Pull out each line of the entries below that contains the word "black". Case counts, so only lines with that exact capitalization qualify.

# [MATERIAL SUPPLIED]
________

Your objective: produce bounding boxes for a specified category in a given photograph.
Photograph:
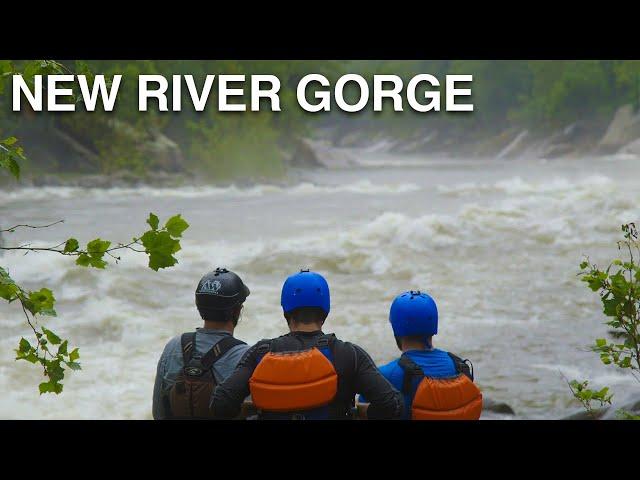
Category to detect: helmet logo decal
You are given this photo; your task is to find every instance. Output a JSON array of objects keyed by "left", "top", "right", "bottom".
[{"left": 200, "top": 280, "right": 222, "bottom": 293}]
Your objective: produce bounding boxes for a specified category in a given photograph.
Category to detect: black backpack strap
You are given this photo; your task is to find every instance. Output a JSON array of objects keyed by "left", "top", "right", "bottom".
[
  {"left": 314, "top": 333, "right": 336, "bottom": 368},
  {"left": 398, "top": 353, "right": 425, "bottom": 395},
  {"left": 180, "top": 332, "right": 196, "bottom": 367},
  {"left": 202, "top": 335, "right": 246, "bottom": 370},
  {"left": 447, "top": 352, "right": 473, "bottom": 382}
]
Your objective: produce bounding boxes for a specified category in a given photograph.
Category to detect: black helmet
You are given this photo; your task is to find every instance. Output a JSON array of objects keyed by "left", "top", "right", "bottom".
[{"left": 196, "top": 268, "right": 250, "bottom": 318}]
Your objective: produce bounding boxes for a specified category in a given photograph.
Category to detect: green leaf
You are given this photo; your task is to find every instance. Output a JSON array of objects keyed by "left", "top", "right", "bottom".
[
  {"left": 64, "top": 238, "right": 80, "bottom": 253},
  {"left": 147, "top": 213, "right": 160, "bottom": 231},
  {"left": 69, "top": 348, "right": 80, "bottom": 362},
  {"left": 42, "top": 327, "right": 62, "bottom": 345},
  {"left": 140, "top": 231, "right": 180, "bottom": 271},
  {"left": 65, "top": 362, "right": 82, "bottom": 371},
  {"left": 24, "top": 288, "right": 55, "bottom": 315},
  {"left": 20, "top": 352, "right": 38, "bottom": 363},
  {"left": 38, "top": 381, "right": 63, "bottom": 395},
  {"left": 87, "top": 238, "right": 111, "bottom": 258},
  {"left": 18, "top": 337, "right": 33, "bottom": 353},
  {"left": 0, "top": 156, "right": 20, "bottom": 180},
  {"left": 164, "top": 214, "right": 189, "bottom": 238}
]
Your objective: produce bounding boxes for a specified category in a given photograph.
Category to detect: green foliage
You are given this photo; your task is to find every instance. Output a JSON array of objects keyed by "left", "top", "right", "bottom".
[
  {"left": 570, "top": 223, "right": 640, "bottom": 419},
  {"left": 0, "top": 137, "right": 25, "bottom": 180},
  {"left": 0, "top": 60, "right": 189, "bottom": 395},
  {"left": 139, "top": 213, "right": 189, "bottom": 271},
  {"left": 569, "top": 380, "right": 613, "bottom": 415}
]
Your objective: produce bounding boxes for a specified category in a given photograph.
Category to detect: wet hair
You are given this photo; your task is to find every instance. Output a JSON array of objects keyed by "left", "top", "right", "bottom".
[
  {"left": 200, "top": 303, "right": 242, "bottom": 327},
  {"left": 284, "top": 307, "right": 328, "bottom": 325},
  {"left": 394, "top": 335, "right": 431, "bottom": 350}
]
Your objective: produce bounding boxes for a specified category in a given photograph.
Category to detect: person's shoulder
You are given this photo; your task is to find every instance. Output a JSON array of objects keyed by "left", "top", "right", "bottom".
[{"left": 164, "top": 333, "right": 184, "bottom": 354}]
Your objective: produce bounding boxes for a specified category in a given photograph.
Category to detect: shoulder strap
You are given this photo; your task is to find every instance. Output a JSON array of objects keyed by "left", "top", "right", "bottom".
[
  {"left": 180, "top": 332, "right": 196, "bottom": 367},
  {"left": 314, "top": 333, "right": 336, "bottom": 363},
  {"left": 447, "top": 352, "right": 473, "bottom": 382},
  {"left": 256, "top": 339, "right": 275, "bottom": 365},
  {"left": 398, "top": 353, "right": 425, "bottom": 394},
  {"left": 202, "top": 335, "right": 246, "bottom": 370}
]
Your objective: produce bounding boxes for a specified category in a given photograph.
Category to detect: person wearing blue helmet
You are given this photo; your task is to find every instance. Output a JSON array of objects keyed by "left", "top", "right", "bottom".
[
  {"left": 211, "top": 270, "right": 403, "bottom": 420},
  {"left": 359, "top": 290, "right": 481, "bottom": 419}
]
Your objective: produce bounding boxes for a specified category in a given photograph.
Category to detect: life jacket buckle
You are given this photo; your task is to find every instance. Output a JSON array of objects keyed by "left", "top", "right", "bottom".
[{"left": 184, "top": 367, "right": 203, "bottom": 377}]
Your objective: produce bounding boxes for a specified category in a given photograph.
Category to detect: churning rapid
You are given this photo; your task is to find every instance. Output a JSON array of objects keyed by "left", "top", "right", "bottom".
[{"left": 0, "top": 152, "right": 640, "bottom": 418}]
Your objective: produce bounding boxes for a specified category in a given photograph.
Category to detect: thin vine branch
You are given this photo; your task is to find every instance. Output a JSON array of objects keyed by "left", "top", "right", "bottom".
[{"left": 0, "top": 220, "right": 64, "bottom": 232}]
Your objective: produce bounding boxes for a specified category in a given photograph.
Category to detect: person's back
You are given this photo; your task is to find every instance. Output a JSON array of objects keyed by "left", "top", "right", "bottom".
[
  {"left": 360, "top": 291, "right": 482, "bottom": 419},
  {"left": 212, "top": 271, "right": 402, "bottom": 419},
  {"left": 152, "top": 269, "right": 249, "bottom": 420}
]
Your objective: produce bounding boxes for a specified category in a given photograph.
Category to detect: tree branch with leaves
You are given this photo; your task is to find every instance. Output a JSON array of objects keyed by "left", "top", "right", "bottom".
[
  {"left": 569, "top": 223, "right": 640, "bottom": 419},
  {"left": 0, "top": 60, "right": 189, "bottom": 394}
]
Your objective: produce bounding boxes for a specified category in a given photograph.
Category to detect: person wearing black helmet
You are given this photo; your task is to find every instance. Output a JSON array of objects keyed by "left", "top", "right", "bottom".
[{"left": 152, "top": 268, "right": 250, "bottom": 420}]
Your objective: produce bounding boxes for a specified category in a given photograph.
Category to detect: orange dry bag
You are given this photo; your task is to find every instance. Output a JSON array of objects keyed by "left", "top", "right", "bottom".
[
  {"left": 249, "top": 335, "right": 338, "bottom": 420},
  {"left": 398, "top": 354, "right": 482, "bottom": 420}
]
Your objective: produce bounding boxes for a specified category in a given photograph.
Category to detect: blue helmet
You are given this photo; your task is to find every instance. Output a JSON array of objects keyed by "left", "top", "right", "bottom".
[
  {"left": 389, "top": 290, "right": 438, "bottom": 337},
  {"left": 280, "top": 270, "right": 331, "bottom": 314}
]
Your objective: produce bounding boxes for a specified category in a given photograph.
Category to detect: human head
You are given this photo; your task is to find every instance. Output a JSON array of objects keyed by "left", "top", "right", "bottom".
[
  {"left": 280, "top": 270, "right": 331, "bottom": 329},
  {"left": 389, "top": 290, "right": 438, "bottom": 350},
  {"left": 196, "top": 268, "right": 250, "bottom": 327}
]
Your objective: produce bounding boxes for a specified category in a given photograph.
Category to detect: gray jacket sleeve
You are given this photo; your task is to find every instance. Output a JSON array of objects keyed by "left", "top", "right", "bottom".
[{"left": 151, "top": 338, "right": 176, "bottom": 420}]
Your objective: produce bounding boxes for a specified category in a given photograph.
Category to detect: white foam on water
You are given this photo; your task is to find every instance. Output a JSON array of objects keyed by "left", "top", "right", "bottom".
[{"left": 0, "top": 180, "right": 420, "bottom": 204}]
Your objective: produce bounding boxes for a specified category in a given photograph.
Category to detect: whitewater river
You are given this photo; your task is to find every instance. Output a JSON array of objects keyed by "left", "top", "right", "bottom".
[{"left": 0, "top": 152, "right": 640, "bottom": 418}]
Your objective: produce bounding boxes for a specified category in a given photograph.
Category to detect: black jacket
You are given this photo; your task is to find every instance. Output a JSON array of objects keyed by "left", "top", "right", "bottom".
[{"left": 212, "top": 330, "right": 404, "bottom": 420}]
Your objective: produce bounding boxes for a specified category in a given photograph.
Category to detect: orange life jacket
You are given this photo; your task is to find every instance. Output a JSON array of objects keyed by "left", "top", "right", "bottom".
[
  {"left": 398, "top": 354, "right": 482, "bottom": 420},
  {"left": 249, "top": 335, "right": 338, "bottom": 420}
]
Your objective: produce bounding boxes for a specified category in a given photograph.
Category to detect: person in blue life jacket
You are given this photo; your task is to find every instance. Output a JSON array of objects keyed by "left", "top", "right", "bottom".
[{"left": 359, "top": 290, "right": 482, "bottom": 420}]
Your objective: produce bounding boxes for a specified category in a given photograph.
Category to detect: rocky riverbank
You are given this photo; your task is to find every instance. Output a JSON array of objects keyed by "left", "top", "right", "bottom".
[{"left": 312, "top": 104, "right": 640, "bottom": 163}]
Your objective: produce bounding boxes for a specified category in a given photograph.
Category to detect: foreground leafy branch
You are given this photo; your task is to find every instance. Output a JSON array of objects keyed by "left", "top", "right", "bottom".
[
  {"left": 569, "top": 223, "right": 640, "bottom": 419},
  {"left": 0, "top": 213, "right": 189, "bottom": 394},
  {"left": 0, "top": 60, "right": 189, "bottom": 394}
]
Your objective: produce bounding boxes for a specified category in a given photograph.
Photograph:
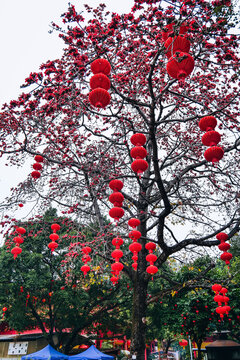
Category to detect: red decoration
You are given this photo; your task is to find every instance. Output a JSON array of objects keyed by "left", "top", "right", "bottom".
[
  {"left": 130, "top": 146, "right": 147, "bottom": 159},
  {"left": 31, "top": 170, "right": 41, "bottom": 180},
  {"left": 198, "top": 116, "right": 217, "bottom": 131},
  {"left": 34, "top": 155, "right": 43, "bottom": 162},
  {"left": 90, "top": 73, "right": 111, "bottom": 90},
  {"left": 91, "top": 59, "right": 111, "bottom": 75},
  {"left": 164, "top": 35, "right": 190, "bottom": 58},
  {"left": 11, "top": 245, "right": 22, "bottom": 260},
  {"left": 204, "top": 146, "right": 224, "bottom": 163},
  {"left": 33, "top": 163, "right": 42, "bottom": 170},
  {"left": 130, "top": 133, "right": 147, "bottom": 146},
  {"left": 128, "top": 218, "right": 140, "bottom": 228},
  {"left": 202, "top": 130, "right": 221, "bottom": 146},
  {"left": 109, "top": 179, "right": 123, "bottom": 191},
  {"left": 167, "top": 52, "right": 194, "bottom": 80},
  {"left": 109, "top": 207, "right": 124, "bottom": 221},
  {"left": 131, "top": 159, "right": 148, "bottom": 175},
  {"left": 89, "top": 88, "right": 111, "bottom": 108}
]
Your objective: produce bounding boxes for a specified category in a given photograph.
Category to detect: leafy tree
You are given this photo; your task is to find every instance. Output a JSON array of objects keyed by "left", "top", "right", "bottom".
[
  {"left": 0, "top": 0, "right": 240, "bottom": 360},
  {"left": 0, "top": 210, "right": 130, "bottom": 352}
]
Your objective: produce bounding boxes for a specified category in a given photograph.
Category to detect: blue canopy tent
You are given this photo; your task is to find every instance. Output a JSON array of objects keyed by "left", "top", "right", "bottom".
[
  {"left": 68, "top": 345, "right": 114, "bottom": 360},
  {"left": 22, "top": 345, "right": 69, "bottom": 360}
]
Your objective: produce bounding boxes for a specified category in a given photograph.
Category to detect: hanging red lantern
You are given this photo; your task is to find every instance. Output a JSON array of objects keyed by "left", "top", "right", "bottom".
[
  {"left": 48, "top": 241, "right": 58, "bottom": 252},
  {"left": 202, "top": 130, "right": 221, "bottom": 146},
  {"left": 220, "top": 252, "right": 232, "bottom": 265},
  {"left": 51, "top": 224, "right": 61, "bottom": 232},
  {"left": 128, "top": 218, "right": 140, "bottom": 228},
  {"left": 164, "top": 35, "right": 190, "bottom": 59},
  {"left": 109, "top": 206, "right": 124, "bottom": 221},
  {"left": 109, "top": 191, "right": 124, "bottom": 207},
  {"left": 130, "top": 133, "right": 147, "bottom": 146},
  {"left": 198, "top": 116, "right": 217, "bottom": 131},
  {"left": 204, "top": 146, "right": 224, "bottom": 163},
  {"left": 212, "top": 284, "right": 222, "bottom": 293},
  {"left": 130, "top": 146, "right": 147, "bottom": 159},
  {"left": 216, "top": 232, "right": 228, "bottom": 242},
  {"left": 146, "top": 265, "right": 158, "bottom": 275},
  {"left": 11, "top": 245, "right": 22, "bottom": 260},
  {"left": 218, "top": 242, "right": 231, "bottom": 251},
  {"left": 34, "top": 155, "right": 43, "bottom": 162},
  {"left": 81, "top": 264, "right": 90, "bottom": 277},
  {"left": 90, "top": 73, "right": 111, "bottom": 90},
  {"left": 16, "top": 226, "right": 26, "bottom": 235},
  {"left": 33, "top": 163, "right": 42, "bottom": 170},
  {"left": 128, "top": 230, "right": 142, "bottom": 241},
  {"left": 112, "top": 238, "right": 123, "bottom": 249},
  {"left": 89, "top": 88, "right": 111, "bottom": 109},
  {"left": 166, "top": 52, "right": 194, "bottom": 80},
  {"left": 31, "top": 170, "right": 41, "bottom": 180},
  {"left": 109, "top": 179, "right": 123, "bottom": 191},
  {"left": 91, "top": 59, "right": 111, "bottom": 75},
  {"left": 131, "top": 159, "right": 148, "bottom": 175},
  {"left": 111, "top": 249, "right": 123, "bottom": 261}
]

________

# [RESPONSE TO THIS EXERCISE]
Category to detect: black backpack strap
Category to detect: black helmet
Category to detect: person wearing black helmet
Category to detect: black jacket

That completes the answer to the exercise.